## Фрагмент документа:
=======

Правда, мне удалось встретиться с генерал-майором юстиции Л. И. Ячениным. Мы долго вели беседу о сформировании военной прокуратуры Берлина, однако, чем она должна заниматься, Леонид Иванович рассказал лишь в общих чертах.

— Возьмем Берлин, — сказал он, — разберемся более конкретно и тогда же решим вопрос о кадрах, а пока — обслуживайте обе прокуратуры армейским аппаратом. [89]

Встреча с деловыми людьми

28 апреля меня вызвал Берзарин:

— Вы можете сейчас поехать со мной и генералом Боковым на одно важное совещание?

— Конечно.

Втроем сели в «хорьх» и, объезжая завалы, направились к центру Берлина. Недалекие разрывы фаустпатронов и мин сотрясали воздух. Мне очень хотелось спросить, что за совещание, но Берзарин молчал, и я сдерживал себя, чтобы не проявить излишнего любопытства. На улице Альтфридрихсфельд, возле облезлого, но почти неповрежденного войной дома, шофер затормозил.

— Прибыли, — сказал Николай Эрастович.

У входа стояли часовые. Берзарин, показывая на меня, сказал:

— Это — прокурор!

В длинном коридоре тускло светили лампочки. У желтой, обитой дерматином двери стоял незнакомый майор. Увидев командующего, он распахнул дверь. Мы вошли в плохо освещенный небольшой зал. За большим столом, напоминающим букву «П», сидело более пятидесяти немцев, все невоенные и в основном пожилые. Полковник В. Я. Власов, который присутствовал тут же, отрапортовал:

— Товарищ генерал-полковник, по вашему приказанию совещание представителей деловых людей Берлина собрано.

=======

## Записанные данные:
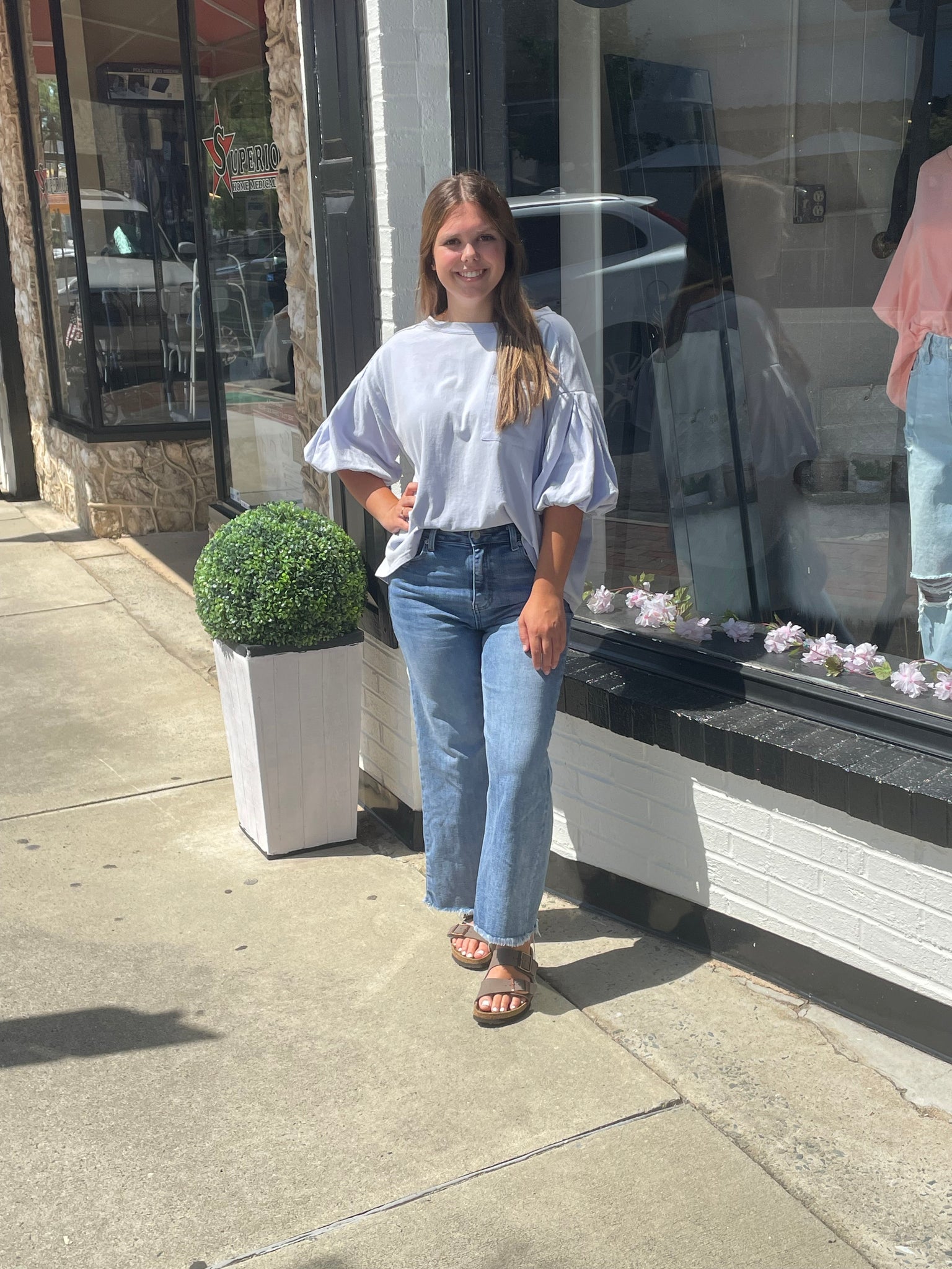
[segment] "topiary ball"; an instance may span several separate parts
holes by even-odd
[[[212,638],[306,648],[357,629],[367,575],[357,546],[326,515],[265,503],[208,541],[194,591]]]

=======

## Условия заданий:
[1] Сколько немцев сидело за большим столом в зале, согласно фрагменту документа?
[2] Определите, соответствуют ли фрагменту документа следующие утверждения: (a) по дороге Берзарин объяснил, что за совещание предстоит; (b) немцы, сидевшие за столом, были в основном пожилыми; (c) дом на улице Альтфридрихсфельд был сильно разрушен войной.
[3] Перепишите часть фрагмента документа, начиная с «Втроем сели в» и заканчивая «сказал Николай Эрастович.» включительно, заменив «Николай Эрастович» на «Берзарин».

## Полные ответы:
[1] Более пятидесяти.

[2]
(a) Нет: «Мне очень хотелось спросить, что за совещание, но Берзарин молчал».
(b) Да: «все невоенные и в основном пожилые».
(c) Нет: «возле облезлого, но почти неповрежденного войной дома».

[3]
Втроем сели в «хорьх» и, объезжая завалы, направились к центру Берлина. Недалекие разрывы фаустпатронов и мин сотрясали воздух. Мне очень хотелось спросить, что за совещание, но Берзарин молчал, и я сдерживал себя, чтобы не проявить излишнего любопытства. На улице Альтфридрихсфельд, возле облезлого, но почти неповрежденного войной дома, шофер затормозил.

— Прибыли, — сказал Берзарин.